BEGIN

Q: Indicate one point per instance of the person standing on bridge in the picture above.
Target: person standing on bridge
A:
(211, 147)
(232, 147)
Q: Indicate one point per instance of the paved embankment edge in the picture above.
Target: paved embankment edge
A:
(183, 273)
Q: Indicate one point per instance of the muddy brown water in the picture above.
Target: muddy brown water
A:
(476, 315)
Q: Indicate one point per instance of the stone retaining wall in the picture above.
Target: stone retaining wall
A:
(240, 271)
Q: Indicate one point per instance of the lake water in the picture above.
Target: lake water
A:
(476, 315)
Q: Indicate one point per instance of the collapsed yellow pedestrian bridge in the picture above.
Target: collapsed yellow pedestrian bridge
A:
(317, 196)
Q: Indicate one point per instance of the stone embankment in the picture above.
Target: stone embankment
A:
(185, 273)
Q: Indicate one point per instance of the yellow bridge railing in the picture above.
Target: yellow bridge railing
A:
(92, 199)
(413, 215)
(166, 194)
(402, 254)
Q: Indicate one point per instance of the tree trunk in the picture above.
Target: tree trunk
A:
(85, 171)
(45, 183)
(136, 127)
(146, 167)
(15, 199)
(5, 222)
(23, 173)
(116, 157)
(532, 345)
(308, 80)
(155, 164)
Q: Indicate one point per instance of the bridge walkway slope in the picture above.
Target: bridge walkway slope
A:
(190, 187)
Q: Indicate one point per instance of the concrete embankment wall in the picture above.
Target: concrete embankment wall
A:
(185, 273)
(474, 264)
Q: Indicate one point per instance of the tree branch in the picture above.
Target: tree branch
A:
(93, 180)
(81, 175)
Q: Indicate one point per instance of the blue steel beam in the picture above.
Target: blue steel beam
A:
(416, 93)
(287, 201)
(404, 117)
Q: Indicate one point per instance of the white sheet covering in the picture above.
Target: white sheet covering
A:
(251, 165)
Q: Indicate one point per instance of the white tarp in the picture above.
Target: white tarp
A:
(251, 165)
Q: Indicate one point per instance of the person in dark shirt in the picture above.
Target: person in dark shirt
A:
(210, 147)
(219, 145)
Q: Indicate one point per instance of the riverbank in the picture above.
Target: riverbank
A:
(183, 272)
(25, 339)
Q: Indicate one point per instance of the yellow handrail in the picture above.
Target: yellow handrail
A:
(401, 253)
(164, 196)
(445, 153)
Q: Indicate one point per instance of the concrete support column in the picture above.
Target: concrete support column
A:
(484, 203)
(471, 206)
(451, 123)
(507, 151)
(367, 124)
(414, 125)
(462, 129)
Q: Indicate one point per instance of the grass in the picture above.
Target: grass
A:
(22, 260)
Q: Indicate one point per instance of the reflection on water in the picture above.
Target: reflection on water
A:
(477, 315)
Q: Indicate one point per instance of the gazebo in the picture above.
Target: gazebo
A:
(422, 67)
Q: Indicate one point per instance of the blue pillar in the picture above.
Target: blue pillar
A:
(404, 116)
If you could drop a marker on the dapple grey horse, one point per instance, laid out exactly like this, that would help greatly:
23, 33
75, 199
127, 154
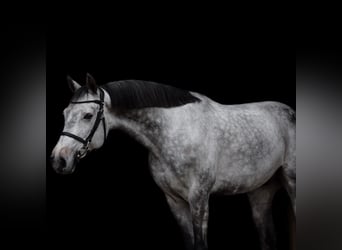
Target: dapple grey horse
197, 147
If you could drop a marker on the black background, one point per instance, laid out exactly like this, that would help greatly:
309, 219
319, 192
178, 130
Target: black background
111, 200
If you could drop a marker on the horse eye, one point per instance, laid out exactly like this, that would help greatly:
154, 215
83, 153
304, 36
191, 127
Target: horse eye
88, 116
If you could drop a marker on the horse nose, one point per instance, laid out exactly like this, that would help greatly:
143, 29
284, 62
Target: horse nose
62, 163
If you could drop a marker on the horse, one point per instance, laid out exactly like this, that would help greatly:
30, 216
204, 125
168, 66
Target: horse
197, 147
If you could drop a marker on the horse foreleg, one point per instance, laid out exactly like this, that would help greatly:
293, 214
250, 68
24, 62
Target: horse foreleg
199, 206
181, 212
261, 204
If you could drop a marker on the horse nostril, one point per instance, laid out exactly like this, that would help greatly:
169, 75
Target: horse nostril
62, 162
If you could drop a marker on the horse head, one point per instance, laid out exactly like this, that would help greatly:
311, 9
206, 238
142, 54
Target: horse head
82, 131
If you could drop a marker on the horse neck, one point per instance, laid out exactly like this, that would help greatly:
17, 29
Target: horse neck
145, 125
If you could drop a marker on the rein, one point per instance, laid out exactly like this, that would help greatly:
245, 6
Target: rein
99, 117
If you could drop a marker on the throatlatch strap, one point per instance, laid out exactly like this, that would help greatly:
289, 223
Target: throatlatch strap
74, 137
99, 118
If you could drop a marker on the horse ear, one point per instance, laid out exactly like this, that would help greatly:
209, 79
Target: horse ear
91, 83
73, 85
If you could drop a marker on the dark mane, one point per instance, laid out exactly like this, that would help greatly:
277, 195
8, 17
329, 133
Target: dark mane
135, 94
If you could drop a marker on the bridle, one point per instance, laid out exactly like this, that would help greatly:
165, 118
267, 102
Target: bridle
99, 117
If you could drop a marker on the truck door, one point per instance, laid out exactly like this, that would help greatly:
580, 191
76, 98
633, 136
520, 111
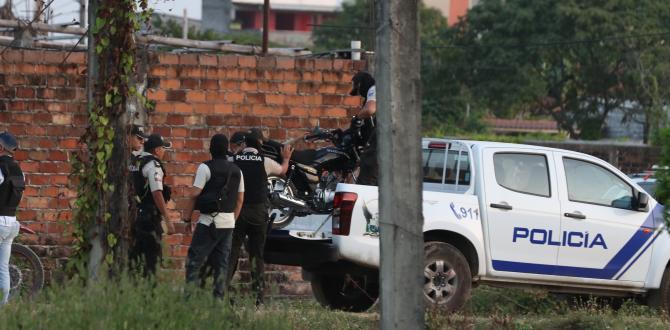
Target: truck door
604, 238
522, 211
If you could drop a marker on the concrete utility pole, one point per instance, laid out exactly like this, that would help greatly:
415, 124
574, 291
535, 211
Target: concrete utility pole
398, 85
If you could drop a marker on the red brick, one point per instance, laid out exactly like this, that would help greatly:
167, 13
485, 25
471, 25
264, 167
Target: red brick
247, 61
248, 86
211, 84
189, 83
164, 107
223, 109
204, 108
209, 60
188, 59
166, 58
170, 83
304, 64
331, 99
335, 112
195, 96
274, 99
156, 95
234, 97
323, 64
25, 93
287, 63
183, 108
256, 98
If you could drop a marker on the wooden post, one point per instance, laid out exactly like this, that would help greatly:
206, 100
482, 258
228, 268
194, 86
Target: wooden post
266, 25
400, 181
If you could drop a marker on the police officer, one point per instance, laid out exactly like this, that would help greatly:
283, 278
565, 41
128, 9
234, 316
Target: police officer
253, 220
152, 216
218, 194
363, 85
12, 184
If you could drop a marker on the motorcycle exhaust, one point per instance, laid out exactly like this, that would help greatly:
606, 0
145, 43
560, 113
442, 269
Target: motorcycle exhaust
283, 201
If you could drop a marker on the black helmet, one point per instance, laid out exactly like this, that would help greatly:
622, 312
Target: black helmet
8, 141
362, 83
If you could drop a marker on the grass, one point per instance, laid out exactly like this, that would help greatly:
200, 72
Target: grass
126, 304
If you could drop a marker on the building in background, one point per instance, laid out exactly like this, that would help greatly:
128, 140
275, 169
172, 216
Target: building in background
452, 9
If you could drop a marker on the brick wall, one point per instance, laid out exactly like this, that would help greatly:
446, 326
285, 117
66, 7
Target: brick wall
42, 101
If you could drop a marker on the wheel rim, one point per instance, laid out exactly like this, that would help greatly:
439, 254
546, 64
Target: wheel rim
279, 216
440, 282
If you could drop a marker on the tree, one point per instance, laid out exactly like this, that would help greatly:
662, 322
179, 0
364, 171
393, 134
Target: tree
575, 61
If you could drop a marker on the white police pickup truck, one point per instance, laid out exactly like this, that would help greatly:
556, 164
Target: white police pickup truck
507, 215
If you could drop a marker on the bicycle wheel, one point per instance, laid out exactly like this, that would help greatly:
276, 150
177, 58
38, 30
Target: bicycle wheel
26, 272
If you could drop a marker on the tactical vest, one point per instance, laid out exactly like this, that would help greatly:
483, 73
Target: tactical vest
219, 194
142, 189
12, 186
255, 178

END
BEGIN

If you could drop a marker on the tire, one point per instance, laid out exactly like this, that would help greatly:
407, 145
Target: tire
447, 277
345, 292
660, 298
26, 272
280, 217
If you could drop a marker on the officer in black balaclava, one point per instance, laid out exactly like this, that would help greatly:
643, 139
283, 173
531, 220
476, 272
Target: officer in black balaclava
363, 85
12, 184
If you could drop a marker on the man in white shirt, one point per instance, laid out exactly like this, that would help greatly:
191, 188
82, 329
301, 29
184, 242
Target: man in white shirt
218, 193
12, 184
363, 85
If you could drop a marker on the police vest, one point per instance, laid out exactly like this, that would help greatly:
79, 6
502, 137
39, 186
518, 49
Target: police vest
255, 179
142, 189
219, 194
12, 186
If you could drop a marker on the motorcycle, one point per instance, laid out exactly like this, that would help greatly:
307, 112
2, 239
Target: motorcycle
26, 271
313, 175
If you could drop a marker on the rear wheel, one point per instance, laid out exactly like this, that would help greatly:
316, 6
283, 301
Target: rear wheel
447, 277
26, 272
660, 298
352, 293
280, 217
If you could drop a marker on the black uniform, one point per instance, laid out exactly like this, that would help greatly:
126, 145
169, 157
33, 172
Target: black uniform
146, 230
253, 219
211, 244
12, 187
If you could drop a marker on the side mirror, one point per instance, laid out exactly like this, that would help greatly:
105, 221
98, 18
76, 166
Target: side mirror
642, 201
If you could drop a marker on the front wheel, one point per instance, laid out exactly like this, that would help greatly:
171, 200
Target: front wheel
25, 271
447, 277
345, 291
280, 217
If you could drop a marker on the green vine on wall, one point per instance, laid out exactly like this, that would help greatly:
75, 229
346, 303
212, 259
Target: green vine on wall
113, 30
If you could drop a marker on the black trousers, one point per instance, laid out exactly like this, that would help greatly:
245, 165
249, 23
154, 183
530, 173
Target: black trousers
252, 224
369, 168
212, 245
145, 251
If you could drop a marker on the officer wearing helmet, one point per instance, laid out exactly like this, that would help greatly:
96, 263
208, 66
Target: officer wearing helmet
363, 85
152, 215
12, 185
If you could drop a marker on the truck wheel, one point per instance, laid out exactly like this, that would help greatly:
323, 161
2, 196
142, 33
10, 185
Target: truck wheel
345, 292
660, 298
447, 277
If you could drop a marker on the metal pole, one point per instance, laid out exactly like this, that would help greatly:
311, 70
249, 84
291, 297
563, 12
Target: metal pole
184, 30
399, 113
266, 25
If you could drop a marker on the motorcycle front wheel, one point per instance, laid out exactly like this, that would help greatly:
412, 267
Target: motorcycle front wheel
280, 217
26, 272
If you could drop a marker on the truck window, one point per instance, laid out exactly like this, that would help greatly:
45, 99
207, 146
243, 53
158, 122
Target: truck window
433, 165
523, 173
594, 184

END
BEGIN

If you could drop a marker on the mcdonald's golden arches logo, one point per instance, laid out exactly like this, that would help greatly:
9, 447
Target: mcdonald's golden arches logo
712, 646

END

Using the records above, count how many lines include the word "paved", and reply only with that figure.

2